RECORDS =
* Begin *
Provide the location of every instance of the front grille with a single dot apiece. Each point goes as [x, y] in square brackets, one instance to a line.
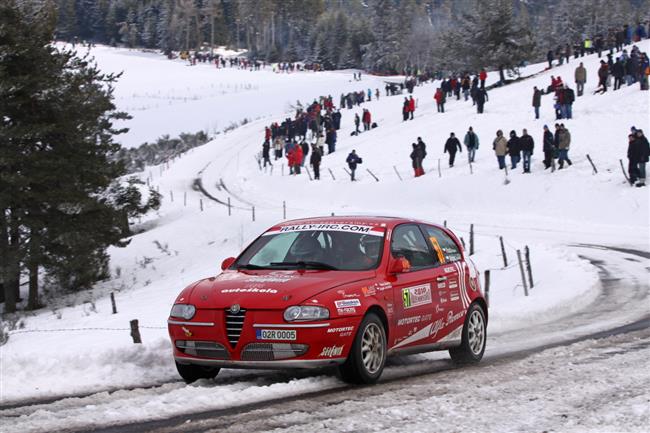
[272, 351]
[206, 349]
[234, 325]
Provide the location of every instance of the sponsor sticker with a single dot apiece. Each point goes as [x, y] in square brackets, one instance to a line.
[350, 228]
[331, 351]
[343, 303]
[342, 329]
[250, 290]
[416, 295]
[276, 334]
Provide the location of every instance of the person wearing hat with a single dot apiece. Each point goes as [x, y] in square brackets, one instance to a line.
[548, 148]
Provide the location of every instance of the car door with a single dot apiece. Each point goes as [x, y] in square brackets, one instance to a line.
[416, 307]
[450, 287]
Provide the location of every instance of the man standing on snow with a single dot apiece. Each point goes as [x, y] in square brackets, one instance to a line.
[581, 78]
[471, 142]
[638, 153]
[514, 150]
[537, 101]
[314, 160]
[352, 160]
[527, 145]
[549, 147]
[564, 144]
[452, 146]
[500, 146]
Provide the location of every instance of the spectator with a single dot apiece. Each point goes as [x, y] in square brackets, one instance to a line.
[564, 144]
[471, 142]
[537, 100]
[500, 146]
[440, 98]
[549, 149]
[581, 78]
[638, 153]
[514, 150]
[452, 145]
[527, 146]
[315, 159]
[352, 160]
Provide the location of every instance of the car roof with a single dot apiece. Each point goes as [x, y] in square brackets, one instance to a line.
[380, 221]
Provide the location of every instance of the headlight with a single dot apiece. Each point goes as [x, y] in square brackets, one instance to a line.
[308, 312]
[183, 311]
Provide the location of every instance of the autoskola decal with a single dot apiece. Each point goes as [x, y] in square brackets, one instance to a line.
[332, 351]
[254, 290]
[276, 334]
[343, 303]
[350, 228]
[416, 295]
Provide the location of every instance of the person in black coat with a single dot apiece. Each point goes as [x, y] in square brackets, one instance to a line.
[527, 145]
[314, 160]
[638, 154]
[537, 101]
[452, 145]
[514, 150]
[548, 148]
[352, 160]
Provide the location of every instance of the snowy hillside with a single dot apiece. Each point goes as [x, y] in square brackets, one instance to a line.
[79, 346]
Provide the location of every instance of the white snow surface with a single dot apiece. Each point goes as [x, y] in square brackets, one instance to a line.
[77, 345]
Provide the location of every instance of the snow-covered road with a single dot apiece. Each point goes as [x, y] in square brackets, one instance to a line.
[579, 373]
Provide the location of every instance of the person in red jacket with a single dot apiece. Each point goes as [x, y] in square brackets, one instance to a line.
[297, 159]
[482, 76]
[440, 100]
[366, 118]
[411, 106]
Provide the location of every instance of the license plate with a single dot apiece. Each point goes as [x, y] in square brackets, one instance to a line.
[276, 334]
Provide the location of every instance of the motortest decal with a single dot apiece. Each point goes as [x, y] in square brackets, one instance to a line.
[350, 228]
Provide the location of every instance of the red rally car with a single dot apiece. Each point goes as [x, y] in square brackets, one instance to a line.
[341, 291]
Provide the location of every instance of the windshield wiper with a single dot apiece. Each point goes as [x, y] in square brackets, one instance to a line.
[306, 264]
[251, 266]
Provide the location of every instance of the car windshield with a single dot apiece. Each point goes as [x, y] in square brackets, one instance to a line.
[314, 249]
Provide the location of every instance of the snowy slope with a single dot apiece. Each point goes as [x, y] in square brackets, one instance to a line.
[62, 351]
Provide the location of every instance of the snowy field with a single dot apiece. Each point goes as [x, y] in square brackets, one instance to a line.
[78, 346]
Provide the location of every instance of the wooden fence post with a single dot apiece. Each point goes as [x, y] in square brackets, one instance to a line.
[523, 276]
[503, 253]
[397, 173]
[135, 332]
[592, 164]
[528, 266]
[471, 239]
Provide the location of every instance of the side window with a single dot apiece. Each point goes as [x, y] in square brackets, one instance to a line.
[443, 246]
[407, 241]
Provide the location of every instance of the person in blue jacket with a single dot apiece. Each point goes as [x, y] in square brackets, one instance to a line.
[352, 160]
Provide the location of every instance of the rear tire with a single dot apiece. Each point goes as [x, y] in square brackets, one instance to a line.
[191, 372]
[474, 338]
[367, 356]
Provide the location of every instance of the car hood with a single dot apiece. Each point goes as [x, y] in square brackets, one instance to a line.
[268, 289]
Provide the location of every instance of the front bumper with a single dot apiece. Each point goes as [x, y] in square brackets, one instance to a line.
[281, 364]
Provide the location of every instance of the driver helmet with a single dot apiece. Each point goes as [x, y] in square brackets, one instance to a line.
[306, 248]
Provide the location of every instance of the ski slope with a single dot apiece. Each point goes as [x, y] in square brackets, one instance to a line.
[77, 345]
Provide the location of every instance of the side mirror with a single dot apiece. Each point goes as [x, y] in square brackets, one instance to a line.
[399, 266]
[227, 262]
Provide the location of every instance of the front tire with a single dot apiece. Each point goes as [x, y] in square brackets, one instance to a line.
* End *
* Begin *
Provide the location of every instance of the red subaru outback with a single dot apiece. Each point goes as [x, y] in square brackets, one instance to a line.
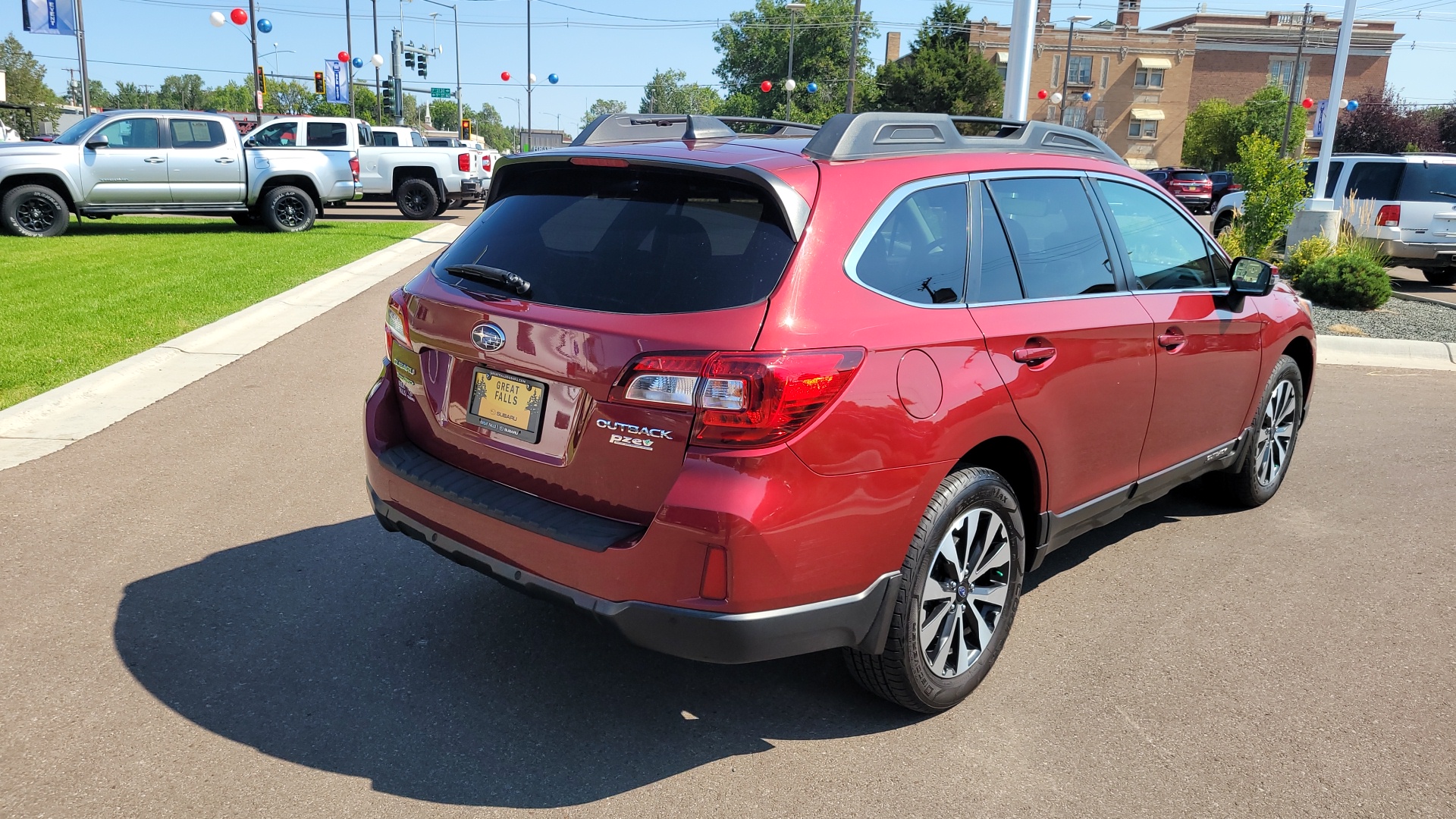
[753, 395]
* End *
* Begin *
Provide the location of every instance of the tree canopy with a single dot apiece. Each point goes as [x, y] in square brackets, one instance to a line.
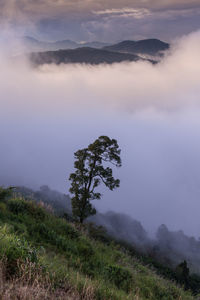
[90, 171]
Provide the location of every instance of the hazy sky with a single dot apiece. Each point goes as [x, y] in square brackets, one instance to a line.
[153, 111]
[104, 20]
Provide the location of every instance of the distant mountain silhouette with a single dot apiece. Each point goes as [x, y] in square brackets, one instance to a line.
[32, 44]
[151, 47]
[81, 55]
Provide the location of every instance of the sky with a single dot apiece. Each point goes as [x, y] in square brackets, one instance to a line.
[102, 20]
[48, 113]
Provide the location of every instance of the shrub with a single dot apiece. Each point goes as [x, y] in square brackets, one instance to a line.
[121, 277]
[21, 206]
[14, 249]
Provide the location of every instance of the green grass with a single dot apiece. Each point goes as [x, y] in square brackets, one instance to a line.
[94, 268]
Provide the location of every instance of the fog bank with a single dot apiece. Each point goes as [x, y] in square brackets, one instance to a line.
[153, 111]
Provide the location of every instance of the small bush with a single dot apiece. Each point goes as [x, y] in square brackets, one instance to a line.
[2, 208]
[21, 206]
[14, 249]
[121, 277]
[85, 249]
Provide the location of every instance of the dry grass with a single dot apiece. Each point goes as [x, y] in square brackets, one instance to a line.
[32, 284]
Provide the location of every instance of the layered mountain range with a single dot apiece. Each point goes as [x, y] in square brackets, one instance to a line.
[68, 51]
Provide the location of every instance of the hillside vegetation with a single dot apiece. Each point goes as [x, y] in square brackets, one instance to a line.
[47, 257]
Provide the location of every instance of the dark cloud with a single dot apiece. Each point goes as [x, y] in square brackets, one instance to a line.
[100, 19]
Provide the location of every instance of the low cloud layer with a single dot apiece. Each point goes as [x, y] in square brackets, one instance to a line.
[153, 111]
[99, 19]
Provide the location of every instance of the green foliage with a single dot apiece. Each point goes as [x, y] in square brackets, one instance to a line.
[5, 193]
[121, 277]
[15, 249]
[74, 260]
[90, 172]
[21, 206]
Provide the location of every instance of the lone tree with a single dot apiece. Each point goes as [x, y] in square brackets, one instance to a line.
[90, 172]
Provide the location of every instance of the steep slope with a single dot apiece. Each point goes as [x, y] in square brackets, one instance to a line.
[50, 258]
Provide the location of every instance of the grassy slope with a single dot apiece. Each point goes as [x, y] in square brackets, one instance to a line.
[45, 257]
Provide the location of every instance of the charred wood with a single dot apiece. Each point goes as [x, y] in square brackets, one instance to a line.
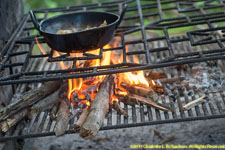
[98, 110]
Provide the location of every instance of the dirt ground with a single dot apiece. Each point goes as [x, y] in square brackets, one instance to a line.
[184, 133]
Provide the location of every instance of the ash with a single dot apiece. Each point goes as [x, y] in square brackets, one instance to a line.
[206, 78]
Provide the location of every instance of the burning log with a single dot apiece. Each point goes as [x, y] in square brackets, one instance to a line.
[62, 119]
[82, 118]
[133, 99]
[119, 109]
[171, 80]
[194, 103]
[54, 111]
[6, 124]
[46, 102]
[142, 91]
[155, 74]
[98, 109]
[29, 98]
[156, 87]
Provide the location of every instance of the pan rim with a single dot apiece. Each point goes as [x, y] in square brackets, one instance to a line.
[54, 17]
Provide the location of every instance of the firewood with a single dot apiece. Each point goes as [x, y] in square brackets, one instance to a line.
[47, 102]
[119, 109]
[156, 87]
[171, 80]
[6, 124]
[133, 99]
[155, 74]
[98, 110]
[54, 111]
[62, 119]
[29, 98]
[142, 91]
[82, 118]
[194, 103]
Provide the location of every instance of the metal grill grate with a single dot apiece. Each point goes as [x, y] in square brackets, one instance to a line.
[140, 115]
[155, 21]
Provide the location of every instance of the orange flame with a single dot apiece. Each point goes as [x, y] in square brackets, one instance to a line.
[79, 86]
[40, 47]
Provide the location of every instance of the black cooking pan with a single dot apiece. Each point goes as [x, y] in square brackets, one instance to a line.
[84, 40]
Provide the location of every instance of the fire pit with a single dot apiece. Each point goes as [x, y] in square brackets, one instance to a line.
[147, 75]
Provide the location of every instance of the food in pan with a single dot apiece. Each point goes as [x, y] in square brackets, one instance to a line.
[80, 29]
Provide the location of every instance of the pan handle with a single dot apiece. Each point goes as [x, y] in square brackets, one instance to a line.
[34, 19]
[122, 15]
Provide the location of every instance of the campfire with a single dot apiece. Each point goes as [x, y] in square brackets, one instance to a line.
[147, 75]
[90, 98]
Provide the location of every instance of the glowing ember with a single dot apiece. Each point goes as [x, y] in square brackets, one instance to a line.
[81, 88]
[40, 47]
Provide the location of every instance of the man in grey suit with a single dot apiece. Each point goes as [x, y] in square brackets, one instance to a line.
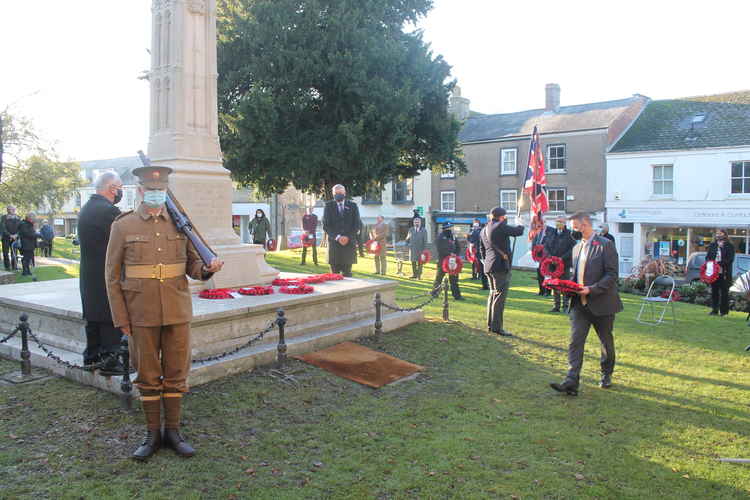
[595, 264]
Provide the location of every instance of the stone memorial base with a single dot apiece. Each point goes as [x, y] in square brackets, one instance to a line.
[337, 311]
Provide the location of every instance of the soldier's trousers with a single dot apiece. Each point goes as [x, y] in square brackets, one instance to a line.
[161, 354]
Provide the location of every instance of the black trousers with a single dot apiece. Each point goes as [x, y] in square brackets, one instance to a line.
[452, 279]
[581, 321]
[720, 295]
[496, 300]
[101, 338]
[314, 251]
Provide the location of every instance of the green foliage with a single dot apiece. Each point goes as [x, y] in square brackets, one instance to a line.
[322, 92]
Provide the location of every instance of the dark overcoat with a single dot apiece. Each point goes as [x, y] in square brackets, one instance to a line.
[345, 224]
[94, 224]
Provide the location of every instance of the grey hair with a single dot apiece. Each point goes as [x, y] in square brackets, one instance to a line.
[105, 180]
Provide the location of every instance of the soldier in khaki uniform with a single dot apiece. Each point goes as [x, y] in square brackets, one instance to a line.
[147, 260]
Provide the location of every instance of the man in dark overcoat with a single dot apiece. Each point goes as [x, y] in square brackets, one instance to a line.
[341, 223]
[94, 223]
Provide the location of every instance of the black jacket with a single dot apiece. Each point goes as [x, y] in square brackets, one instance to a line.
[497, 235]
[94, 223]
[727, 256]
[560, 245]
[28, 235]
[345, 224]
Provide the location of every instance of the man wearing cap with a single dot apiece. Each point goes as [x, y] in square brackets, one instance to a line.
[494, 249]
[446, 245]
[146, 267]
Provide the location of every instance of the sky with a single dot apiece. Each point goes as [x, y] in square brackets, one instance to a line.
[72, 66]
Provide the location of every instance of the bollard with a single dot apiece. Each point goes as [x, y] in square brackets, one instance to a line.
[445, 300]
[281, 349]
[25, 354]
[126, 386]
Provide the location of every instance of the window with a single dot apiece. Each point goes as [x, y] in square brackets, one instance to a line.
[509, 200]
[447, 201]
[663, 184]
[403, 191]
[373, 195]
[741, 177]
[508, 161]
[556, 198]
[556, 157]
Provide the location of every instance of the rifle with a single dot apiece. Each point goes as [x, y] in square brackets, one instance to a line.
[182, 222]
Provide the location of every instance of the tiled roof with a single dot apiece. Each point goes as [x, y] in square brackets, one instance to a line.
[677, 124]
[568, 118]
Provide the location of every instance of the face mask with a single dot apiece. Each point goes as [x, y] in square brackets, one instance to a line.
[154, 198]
* End *
DIRECTIVE = Gather every row above that contains the word "jacket", and copy each of those rows in full.

OUTPUT =
Provide the location of every instance of the person in red jacket with a single dot apiece. Each point goes as [x, y] in square brackets, one instance to a line.
Provide the location of every instance of the person in blue jacket with a single dot apiece. Each point goes as [x, y] in square brackets, one instance to a line.
Provide the location of every instance of the black jacket with a single dot apiece. Each point goes as [x, y] in square brackets, one instance to a line.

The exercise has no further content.